--- DATA LISTING ---
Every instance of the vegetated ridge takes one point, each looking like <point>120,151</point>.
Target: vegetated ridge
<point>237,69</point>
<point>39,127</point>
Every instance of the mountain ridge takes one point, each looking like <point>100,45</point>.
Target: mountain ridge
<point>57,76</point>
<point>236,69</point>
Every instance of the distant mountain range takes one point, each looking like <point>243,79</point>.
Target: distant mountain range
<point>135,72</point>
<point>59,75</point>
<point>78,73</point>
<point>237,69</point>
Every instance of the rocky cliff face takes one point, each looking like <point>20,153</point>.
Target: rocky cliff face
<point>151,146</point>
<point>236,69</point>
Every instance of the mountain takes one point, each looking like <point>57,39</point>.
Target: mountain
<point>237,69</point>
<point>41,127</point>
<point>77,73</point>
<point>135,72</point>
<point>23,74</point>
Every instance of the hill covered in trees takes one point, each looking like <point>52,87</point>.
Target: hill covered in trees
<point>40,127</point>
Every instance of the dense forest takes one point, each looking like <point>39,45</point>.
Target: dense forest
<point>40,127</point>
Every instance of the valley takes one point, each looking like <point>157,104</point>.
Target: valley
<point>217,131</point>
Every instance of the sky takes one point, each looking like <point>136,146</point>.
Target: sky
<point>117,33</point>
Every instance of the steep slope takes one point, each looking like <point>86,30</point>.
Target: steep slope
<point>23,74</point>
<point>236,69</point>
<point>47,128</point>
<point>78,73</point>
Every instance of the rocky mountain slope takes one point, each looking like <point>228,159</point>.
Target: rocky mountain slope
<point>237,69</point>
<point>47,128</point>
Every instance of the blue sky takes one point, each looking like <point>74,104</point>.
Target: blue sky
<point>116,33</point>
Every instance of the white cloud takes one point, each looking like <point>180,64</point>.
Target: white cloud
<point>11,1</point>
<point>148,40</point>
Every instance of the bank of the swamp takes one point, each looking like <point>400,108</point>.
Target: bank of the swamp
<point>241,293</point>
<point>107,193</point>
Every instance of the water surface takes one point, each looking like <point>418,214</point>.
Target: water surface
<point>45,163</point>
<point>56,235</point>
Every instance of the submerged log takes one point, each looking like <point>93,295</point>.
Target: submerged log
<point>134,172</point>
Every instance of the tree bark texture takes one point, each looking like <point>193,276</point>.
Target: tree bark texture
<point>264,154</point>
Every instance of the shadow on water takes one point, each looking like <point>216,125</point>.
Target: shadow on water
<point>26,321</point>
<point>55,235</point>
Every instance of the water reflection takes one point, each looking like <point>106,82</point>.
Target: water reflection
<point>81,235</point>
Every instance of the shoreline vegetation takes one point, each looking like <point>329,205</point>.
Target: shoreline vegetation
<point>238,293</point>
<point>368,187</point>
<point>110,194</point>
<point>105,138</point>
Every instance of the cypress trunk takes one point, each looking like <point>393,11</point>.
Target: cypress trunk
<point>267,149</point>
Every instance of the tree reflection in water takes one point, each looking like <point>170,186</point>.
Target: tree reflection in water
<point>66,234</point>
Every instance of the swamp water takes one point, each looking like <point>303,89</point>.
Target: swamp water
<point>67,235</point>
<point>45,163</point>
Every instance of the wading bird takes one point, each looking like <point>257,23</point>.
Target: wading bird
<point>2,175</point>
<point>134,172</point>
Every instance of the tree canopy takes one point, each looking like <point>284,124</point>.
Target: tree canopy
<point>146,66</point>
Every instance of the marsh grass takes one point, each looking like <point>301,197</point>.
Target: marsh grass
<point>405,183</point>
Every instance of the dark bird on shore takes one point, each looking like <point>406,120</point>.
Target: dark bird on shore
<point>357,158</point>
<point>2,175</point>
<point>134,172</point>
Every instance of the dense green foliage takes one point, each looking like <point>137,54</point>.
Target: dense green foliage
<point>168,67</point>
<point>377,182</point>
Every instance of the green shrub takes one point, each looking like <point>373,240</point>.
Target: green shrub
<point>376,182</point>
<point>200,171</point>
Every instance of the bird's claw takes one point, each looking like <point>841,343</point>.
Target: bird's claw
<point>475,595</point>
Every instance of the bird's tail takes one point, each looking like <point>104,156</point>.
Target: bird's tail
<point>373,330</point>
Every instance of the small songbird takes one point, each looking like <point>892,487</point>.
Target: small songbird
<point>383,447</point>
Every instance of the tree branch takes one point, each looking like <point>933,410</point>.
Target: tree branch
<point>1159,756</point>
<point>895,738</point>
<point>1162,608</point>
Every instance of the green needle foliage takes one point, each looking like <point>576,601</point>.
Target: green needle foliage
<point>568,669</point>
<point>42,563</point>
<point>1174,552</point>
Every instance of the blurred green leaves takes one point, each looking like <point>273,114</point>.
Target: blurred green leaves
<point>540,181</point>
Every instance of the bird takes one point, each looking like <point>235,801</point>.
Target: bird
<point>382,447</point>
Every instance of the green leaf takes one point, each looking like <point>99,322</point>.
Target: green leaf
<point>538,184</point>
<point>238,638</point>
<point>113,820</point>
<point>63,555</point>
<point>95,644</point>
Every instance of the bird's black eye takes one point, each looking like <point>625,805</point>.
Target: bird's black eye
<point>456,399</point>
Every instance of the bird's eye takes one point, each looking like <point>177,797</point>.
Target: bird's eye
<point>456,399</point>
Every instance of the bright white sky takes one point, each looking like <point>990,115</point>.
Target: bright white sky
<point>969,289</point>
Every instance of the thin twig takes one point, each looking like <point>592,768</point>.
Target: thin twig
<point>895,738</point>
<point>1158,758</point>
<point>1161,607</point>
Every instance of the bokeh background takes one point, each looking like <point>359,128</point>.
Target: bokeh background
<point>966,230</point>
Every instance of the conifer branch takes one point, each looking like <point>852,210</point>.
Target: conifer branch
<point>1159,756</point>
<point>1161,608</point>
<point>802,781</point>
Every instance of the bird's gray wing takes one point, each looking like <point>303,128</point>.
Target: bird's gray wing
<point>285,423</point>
---
WHAT THIS TASK INVOLVES: Format the whole listing above as a Markdown table with two columns, Row and Text. Each line gets its own row, numbered in order, and blank lines are left out.

PROBLEM SOLUTION:
| Row | Text |
|---|---|
| 1 | Every instance of the vegetated ridge takes one point, each looking like <point>120,151</point>. |
| 2 | Target: vegetated ridge |
| 3 | <point>237,69</point> |
| 4 | <point>39,127</point> |
| 5 | Every instance of the mountain ridge takes one point, each looking like <point>100,45</point>. |
| 6 | Target: mountain ridge |
| 7 | <point>57,76</point> |
| 8 | <point>236,69</point> |
| 9 | Every instance of the distant mountain range takes one point, each looking like <point>243,79</point>. |
| 10 | Target: distant mountain range |
| 11 | <point>135,72</point> |
| 12 | <point>59,75</point> |
| 13 | <point>78,73</point> |
| 14 | <point>237,69</point> |
| 15 | Every instance of the rocky cliff face takes one point, each looking like <point>20,153</point>. |
| 16 | Target: rocky cliff face |
| 17 | <point>151,146</point> |
| 18 | <point>236,69</point> |
| 19 | Every instance of the mountain takes one point, each looking like <point>57,39</point>. |
| 20 | Target: mountain |
| 21 | <point>237,69</point> |
| 22 | <point>41,127</point> |
| 23 | <point>77,73</point> |
| 24 | <point>135,72</point> |
| 25 | <point>23,74</point> |
| 26 | Every instance of the hill covered in trees takes one point, each looking like <point>52,87</point>. |
| 27 | Target: hill covered in trees |
| 28 | <point>40,127</point> |
| 29 | Every instance of the dense forest takes one point, each looking like <point>39,45</point>. |
| 30 | Target: dense forest |
| 31 | <point>40,127</point> |
| 32 | Every instance of the valley takes one point, each looking like <point>157,104</point>. |
| 33 | Target: valley |
| 34 | <point>217,131</point> |
| 35 | Every instance of the sky takes one point, each looking like <point>136,146</point>. |
| 36 | Target: sky |
| 37 | <point>117,33</point> |
| 38 | Every instance of the steep slope takes one point, each looking like <point>86,30</point>. |
| 39 | Target: steep slope |
| 40 | <point>23,74</point> |
| 41 | <point>236,69</point> |
| 42 | <point>47,128</point> |
| 43 | <point>78,73</point> |
| 44 | Every instance of the rocky mountain slope takes one point, each looking like <point>228,159</point>. |
| 45 | Target: rocky mountain slope |
| 46 | <point>237,69</point> |
| 47 | <point>47,128</point> |
| 48 | Every instance of the blue sky takes one point, each looking like <point>74,104</point>. |
| 49 | Target: blue sky |
| 50 | <point>116,33</point> |
| 51 | Every instance of the white cloud takes one point, each looking like <point>180,64</point>. |
| 52 | Target: white cloud |
| 53 | <point>11,1</point> |
| 54 | <point>148,40</point> |
| 55 | Every instance of the bank of the swamp takes one point, each looking like <point>400,108</point>. |
| 56 | Target: bank of the swamp |
| 57 | <point>241,293</point> |
| 58 | <point>107,193</point> |
| 59 | Every instance of the water surface takes one point, each looking like <point>418,214</point>. |
| 60 | Target: water surface |
| 61 | <point>45,163</point> |
| 62 | <point>56,235</point> |
| 63 | Every instance of the submerged log takes one point, each looking like <point>93,295</point>. |
| 64 | Target: submerged log |
| 65 | <point>134,172</point> |
| 66 | Every instance of the tree bark texture takes one point, each looking like <point>193,276</point>. |
| 67 | Target: tree bark texture |
| 68 | <point>264,154</point> |
| 69 | Every instance of the shadow on water takes one point, each looking like <point>216,125</point>. |
| 70 | Target: shadow on water |
| 71 | <point>26,321</point> |
| 72 | <point>55,235</point> |
| 73 | Every instance of the water reflection takes one point, each looking like <point>106,82</point>. |
| 74 | Target: water reflection |
| 75 | <point>81,235</point> |
| 76 | Every instance of the shoreline vegetation takes one point, each looking like <point>329,205</point>. |
| 77 | Target: shoreline vegetation |
| 78 | <point>238,293</point> |
| 79 | <point>368,187</point> |
| 80 | <point>110,194</point> |
| 81 | <point>105,138</point> |
| 82 | Every instance of the cypress trunk takes one point, each looking like <point>393,11</point>. |
| 83 | Target: cypress trunk |
| 84 | <point>267,149</point> |
| 85 | Every instance of the tree reflection in water takes one point, each looking like <point>170,186</point>. |
| 86 | Target: tree reflection in water |
| 87 | <point>66,234</point> |
| 88 | Every instance of the swamp water takes one point, each looking like <point>303,89</point>. |
| 89 | Target: swamp water |
| 90 | <point>67,235</point> |
| 91 | <point>45,163</point> |
| 92 | Every instance of the wading bird takes one point, each looking like <point>257,23</point>. |
| 93 | Target: wading bird |
| 94 | <point>2,175</point> |
| 95 | <point>134,172</point> |
| 96 | Every instance of the tree canopy takes one point, each looking like <point>284,124</point>. |
| 97 | Target: tree canopy |
| 98 | <point>146,66</point> |
| 99 | Every instance of the marsh grass takes one point, each looking like <point>301,197</point>. |
| 100 | Target: marsh grass |
| 101 | <point>405,183</point> |
| 102 | Every instance of the dark bird on shore takes one point, each looking like <point>406,120</point>. |
| 103 | Target: dark bird on shore |
| 104 | <point>357,158</point> |
| 105 | <point>2,175</point> |
| 106 | <point>134,172</point> |
| 107 | Every instance of the dense green foliage takes one point, each looking like <point>137,54</point>. |
| 108 | Target: dense green foliage |
| 109 | <point>168,67</point> |
| 110 | <point>377,182</point> |
| 111 | Every instance of the green shrub takes one point, each looking like <point>373,240</point>. |
| 112 | Target: green shrub |
| 113 | <point>376,182</point> |
| 114 | <point>200,171</point> |
| 115 | Every instance of the bird's claw takes one point, each looking like <point>841,343</point>. |
| 116 | Target: bird's claw |
| 117 | <point>475,595</point> |
| 118 | Every instance of the bird's tail takes one point, each looking like <point>104,156</point>. |
| 119 | Target: bird's tail |
| 120 | <point>373,330</point> |
| 121 | Every instance of the small songbird takes one point, each looking like <point>892,487</point>. |
| 122 | Target: small songbird |
| 123 | <point>383,447</point> |
| 124 | Every instance of the tree branch takes one point, each looking like <point>933,410</point>. |
| 125 | Target: tree branch |
| 126 | <point>1159,756</point> |
| 127 | <point>895,738</point> |
| 128 | <point>1162,608</point> |
| 129 | Every instance of the green needle foliage takes one point, each looking like <point>576,601</point>. |
| 130 | Target: green needle foliage |
| 131 | <point>568,669</point> |
| 132 | <point>42,563</point> |
| 133 | <point>1174,552</point> |
| 134 | Every instance of the blurred green leaves takes one point, each looking like <point>273,114</point>. |
| 135 | Target: blurred green leaves |
| 136 | <point>540,181</point> |
| 137 | Every instance of the bird takes one point, each looking like <point>235,801</point>. |
| 138 | Target: bird |
| 139 | <point>382,447</point> |
| 140 | Every instance of the green leaf takes one point, each looking like <point>99,322</point>. |
| 141 | Target: green leaf |
| 142 | <point>538,184</point> |
| 143 | <point>238,638</point> |
| 144 | <point>113,820</point> |
| 145 | <point>63,555</point> |
| 146 | <point>95,644</point> |
| 147 | Every instance of the bird's black eye takes one point, each looking like <point>625,805</point>. |
| 148 | Target: bird's black eye |
| 149 | <point>456,399</point> |
| 150 | Every instance of the bird's eye takes one point, each looking like <point>177,797</point>. |
| 151 | Target: bird's eye |
| 152 | <point>456,399</point> |
| 153 | Every instance of the bright white sky takes one point, each looking like <point>990,115</point>. |
| 154 | Target: bright white sky |
| 155 | <point>969,289</point> |
| 156 | Every instance of the thin twig takes one point, each looking like <point>592,768</point>. |
| 157 | Target: thin twig |
| 158 | <point>895,738</point> |
| 159 | <point>1158,758</point> |
| 160 | <point>1161,607</point> |
| 161 | Every instance of the bokeh background takes one point, each looking like <point>359,128</point>. |
| 162 | Target: bokeh background |
| 163 | <point>966,230</point> |
| 164 | Every instance of the conifer branch takes one point, each looking like <point>852,210</point>. |
| 165 | Target: conifer branch |
| 166 | <point>1159,756</point> |
| 167 | <point>1161,608</point> |
| 168 | <point>802,781</point> |
| 169 | Every instance of the bird's gray wing takes one point, each looking like <point>303,128</point>. |
| 170 | Target: bird's gray wing |
| 171 | <point>285,423</point> |